Problem details
Word for word, repeat each of the records below.

Recorded data

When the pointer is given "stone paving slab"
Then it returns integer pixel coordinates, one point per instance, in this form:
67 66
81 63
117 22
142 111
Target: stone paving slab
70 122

Response to this task
When the pointer is given "stone paving slab"
Then it returns integer pixel coordinates, one point per instance, in this form:
67 66
81 63
117 22
142 111
Target: stone paving slab
70 122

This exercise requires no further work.